[Start of section]

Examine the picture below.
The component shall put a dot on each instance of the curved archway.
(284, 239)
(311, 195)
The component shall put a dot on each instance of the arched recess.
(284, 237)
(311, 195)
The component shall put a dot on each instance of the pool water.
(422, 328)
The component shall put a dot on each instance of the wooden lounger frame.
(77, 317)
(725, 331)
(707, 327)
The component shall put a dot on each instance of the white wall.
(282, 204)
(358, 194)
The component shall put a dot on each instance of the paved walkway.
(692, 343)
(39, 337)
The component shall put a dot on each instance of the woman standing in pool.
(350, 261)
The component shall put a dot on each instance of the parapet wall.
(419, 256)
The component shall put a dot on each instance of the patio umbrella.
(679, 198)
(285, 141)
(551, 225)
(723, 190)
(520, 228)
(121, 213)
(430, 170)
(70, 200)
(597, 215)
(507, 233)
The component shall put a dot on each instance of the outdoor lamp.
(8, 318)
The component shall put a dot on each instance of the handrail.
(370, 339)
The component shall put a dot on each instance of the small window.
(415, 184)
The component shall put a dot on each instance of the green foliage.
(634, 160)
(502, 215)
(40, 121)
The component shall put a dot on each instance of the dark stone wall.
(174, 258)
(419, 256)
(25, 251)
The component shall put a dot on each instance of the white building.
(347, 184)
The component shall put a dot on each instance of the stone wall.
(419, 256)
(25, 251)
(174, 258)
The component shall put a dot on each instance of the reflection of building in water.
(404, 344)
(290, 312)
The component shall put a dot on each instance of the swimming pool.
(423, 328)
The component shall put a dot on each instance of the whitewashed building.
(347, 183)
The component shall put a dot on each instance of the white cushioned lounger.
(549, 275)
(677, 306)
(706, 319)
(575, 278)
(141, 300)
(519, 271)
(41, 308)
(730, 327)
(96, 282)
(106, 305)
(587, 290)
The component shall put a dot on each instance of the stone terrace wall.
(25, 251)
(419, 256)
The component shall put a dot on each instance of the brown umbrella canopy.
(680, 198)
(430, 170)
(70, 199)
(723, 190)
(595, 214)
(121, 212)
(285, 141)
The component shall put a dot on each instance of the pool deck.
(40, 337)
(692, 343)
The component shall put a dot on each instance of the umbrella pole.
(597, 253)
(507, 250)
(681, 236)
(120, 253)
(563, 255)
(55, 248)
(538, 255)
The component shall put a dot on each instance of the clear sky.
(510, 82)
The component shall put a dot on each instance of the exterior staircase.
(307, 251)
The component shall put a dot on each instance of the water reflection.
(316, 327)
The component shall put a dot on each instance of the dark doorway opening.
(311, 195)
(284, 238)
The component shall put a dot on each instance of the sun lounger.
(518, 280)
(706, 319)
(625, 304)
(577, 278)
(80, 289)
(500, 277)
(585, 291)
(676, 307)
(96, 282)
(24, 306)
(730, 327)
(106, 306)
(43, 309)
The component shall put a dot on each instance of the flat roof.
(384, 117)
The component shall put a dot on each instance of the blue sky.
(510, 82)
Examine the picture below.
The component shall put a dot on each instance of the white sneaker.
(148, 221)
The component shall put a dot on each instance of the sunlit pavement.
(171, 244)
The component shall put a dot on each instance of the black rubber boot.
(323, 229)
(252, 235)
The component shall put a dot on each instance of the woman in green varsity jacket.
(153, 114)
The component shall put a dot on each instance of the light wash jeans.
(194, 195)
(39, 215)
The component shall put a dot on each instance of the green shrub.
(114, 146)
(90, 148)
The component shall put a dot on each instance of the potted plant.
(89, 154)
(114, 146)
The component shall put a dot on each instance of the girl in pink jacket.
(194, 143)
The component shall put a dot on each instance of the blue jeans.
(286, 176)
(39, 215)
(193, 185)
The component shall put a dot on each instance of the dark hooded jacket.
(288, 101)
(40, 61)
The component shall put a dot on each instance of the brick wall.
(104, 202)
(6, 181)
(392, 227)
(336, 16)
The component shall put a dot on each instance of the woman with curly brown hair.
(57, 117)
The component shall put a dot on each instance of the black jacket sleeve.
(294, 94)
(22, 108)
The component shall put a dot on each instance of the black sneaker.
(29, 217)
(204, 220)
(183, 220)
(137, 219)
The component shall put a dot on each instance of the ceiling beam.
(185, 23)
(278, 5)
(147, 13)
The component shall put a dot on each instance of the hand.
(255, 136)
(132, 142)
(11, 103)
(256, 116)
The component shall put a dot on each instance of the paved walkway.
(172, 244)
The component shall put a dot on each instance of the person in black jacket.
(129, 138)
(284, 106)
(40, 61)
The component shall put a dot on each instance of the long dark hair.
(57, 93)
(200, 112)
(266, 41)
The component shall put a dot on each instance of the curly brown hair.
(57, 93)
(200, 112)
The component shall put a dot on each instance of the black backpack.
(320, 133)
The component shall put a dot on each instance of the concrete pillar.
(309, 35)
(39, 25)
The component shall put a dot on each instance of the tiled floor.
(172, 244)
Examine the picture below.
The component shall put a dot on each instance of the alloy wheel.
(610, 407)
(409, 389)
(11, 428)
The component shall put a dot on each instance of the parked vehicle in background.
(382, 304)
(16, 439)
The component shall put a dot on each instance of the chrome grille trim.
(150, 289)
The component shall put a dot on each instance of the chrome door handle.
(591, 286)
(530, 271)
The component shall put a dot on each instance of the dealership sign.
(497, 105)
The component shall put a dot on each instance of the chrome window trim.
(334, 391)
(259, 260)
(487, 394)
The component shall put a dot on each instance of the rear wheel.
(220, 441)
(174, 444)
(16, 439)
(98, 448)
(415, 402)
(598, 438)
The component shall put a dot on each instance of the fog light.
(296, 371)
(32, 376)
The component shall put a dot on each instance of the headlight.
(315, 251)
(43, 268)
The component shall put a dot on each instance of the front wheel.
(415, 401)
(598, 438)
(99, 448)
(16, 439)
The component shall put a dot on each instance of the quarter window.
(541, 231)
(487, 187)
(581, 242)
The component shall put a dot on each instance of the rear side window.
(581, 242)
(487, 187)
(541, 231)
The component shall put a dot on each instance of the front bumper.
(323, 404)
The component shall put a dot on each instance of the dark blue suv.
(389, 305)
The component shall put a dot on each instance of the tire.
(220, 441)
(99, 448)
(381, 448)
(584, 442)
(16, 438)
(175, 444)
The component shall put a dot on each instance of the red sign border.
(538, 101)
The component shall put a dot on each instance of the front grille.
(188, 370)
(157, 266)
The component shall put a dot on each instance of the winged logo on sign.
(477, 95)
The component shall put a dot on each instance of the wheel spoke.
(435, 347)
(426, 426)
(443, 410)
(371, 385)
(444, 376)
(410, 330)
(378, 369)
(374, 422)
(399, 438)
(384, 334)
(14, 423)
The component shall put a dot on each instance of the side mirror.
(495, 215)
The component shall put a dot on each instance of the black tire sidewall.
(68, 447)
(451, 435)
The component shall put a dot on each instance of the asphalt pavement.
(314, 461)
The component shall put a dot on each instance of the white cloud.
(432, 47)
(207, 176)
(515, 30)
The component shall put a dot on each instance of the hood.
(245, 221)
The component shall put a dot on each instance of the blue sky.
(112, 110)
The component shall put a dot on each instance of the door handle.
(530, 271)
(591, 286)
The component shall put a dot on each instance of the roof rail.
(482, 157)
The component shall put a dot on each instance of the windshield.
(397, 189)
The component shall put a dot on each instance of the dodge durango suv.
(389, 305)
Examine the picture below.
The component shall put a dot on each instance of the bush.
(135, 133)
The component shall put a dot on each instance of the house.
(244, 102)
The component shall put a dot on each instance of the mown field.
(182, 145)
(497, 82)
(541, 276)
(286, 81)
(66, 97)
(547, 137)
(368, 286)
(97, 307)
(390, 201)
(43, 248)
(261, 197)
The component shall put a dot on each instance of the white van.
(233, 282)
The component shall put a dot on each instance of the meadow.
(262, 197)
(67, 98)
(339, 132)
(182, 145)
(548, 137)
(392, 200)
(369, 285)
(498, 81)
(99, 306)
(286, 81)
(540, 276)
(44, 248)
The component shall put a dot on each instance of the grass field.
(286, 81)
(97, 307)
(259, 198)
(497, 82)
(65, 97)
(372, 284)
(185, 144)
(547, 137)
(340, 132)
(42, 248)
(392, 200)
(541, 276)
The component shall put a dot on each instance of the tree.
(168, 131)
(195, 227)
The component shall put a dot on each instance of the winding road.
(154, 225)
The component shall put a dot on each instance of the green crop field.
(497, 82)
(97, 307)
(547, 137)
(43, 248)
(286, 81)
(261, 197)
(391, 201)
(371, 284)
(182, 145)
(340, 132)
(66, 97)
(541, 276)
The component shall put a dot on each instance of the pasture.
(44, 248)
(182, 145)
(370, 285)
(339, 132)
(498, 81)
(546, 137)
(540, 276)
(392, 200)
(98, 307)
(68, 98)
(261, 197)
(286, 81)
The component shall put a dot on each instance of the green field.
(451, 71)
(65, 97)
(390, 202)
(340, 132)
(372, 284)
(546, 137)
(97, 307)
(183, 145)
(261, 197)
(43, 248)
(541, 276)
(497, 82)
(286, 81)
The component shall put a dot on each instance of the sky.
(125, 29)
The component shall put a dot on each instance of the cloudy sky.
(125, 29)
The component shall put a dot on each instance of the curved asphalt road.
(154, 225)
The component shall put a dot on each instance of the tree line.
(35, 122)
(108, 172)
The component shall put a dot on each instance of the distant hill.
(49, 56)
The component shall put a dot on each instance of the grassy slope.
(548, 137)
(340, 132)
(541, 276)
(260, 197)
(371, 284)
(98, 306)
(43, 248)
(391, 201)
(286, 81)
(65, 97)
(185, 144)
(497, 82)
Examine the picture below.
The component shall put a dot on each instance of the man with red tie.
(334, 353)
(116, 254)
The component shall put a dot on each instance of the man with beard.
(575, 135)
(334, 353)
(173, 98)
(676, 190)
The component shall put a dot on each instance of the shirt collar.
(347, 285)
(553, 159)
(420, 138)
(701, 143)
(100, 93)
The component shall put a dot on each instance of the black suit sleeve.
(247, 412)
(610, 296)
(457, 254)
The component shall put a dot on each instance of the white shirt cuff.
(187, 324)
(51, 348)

[End of section]

▶ _PROBLEM DESCRIPTION_: Reproduce the listing above exactly from the line containing "the tree line." through its last line, with both of those lines included.

▶ _TASK RESPONSE_:
The component shall put a dot on each instance of the tree line.
(35, 122)
(108, 172)
The component shall put a dot on each instance of the distant hill.
(49, 56)
The component shall put a dot on each instance of the grassy slope.
(548, 137)
(340, 132)
(541, 276)
(260, 197)
(371, 284)
(98, 306)
(43, 248)
(391, 201)
(286, 81)
(65, 97)
(185, 144)
(497, 82)
Examine the picture below.
The component shall put a dot on each instance of the man with red tie.
(334, 353)
(116, 254)
The component shall put a dot on each instance of the man with beard.
(575, 135)
(334, 353)
(173, 98)
(676, 190)
The component shall put a dot on each instance of the shirt collar.
(347, 285)
(553, 159)
(420, 138)
(701, 143)
(100, 93)
The component shall put a dot on each instance of the black suit sleeve.
(247, 412)
(610, 296)
(457, 254)
The component shall put a dot on each instance of the white shirt cuff.
(187, 324)
(51, 348)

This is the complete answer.